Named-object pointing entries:
[START]

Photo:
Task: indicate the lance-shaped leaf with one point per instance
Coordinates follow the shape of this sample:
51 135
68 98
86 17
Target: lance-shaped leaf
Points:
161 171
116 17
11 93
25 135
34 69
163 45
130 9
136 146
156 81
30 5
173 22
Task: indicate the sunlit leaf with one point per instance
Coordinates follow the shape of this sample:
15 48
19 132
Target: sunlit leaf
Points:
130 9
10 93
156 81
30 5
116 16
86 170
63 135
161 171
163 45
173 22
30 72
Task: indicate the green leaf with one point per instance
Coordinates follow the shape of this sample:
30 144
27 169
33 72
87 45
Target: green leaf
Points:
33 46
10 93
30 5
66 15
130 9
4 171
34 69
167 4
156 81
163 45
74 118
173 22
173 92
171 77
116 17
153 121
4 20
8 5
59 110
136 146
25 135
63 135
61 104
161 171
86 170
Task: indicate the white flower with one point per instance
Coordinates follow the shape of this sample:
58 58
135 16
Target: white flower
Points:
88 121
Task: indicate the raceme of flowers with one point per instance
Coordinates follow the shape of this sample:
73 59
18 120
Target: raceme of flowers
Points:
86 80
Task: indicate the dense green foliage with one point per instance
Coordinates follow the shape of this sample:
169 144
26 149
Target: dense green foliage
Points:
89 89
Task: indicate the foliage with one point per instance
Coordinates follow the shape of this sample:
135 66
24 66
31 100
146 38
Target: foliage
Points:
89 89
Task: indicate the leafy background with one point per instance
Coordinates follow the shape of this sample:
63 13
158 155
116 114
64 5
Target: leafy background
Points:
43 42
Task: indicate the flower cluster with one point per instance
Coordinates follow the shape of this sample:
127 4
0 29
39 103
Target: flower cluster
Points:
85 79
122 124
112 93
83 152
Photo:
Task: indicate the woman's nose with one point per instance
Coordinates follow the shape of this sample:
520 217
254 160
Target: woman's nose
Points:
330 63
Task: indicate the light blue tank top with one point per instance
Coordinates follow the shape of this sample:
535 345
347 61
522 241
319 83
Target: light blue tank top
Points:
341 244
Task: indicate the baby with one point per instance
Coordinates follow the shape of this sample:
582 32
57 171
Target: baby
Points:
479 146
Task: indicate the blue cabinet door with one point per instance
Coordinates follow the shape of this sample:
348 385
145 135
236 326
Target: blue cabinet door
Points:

[END]

#### Required work:
Transcribe every one of the entries above verbatim, preserving each line and its order without alteration.

#### Written solution:
Photo:
Task: indicate the lance-shaped leaf with one point per instance
Coordinates follow the shape of this sample:
51 135
68 98
86 17
Target: lance-shaped leaf
Points:
161 171
116 17
11 93
25 135
34 69
163 45
130 9
136 146
156 81
30 5
173 22
Task: indicate the sunlit leaf with one point per instance
Coordinates follow the shape of this sample:
15 48
19 132
Target: sunlit leaf
Points:
130 9
10 93
156 81
30 5
116 16
86 170
63 135
161 171
163 45
173 22
30 72
Task: indicate the green leaf with one point per instance
Coordinates follow the shape of this sample:
30 144
27 169
33 72
87 45
Target: green leaf
Points:
33 46
10 93
30 5
66 15
130 9
4 171
34 69
167 4
156 81
163 45
74 118
173 22
173 92
171 77
116 17
153 121
4 20
8 5
59 110
136 146
25 135
63 135
61 104
161 171
86 170
Task: indicate the white flower with one point per instance
Coordinates follow the shape of this sample:
58 58
135 16
Target: white flower
Points:
88 121
Task: indicate the raceme of flowers with one point per instance
Coordinates follow the shape of this sample:
73 59
18 120
Target: raceme of flowers
Points:
86 80
Task: indicate the dense green foliage with one point per instance
Coordinates follow the shape of this sample:
169 144
26 149
Target: dense green foliage
Points:
89 89
Task: indicate the foliage with one point per instance
Coordinates follow the shape of this sample:
135 66
24 66
31 100
146 38
Target: foliage
Points:
89 89
Task: indicate the leafy background with one point per instance
Coordinates follow the shape of this sample:
63 13
158 155
116 114
64 5
Target: leafy background
Points:
43 42
Task: indicate the flower cluster with one point per instance
Coordinates follow the shape of this sample:
127 4
0 29
39 103
Target: flower cluster
Points:
85 79
122 124
112 93
83 152
Photo:
Task: indicate the woman's nose with one point per instance
Coordinates follow the shape of this sample:
520 217
254 160
Target: woman's nose
Points:
330 63
Task: indicate the light blue tank top with one point per instance
Coordinates follow the shape of this sample:
535 345
347 61
522 241
319 83
Target: light blue tank top
Points:
341 244
Task: indicate the baby with one point per instance
Coordinates follow the shape of this sample:
582 32
57 171
Target: baby
Points:
479 146
Task: indicate the blue cabinet door with one point per instance
Coordinates follow the shape of this sample:
348 385
145 135
236 326
Target: blue cabinet door
Points:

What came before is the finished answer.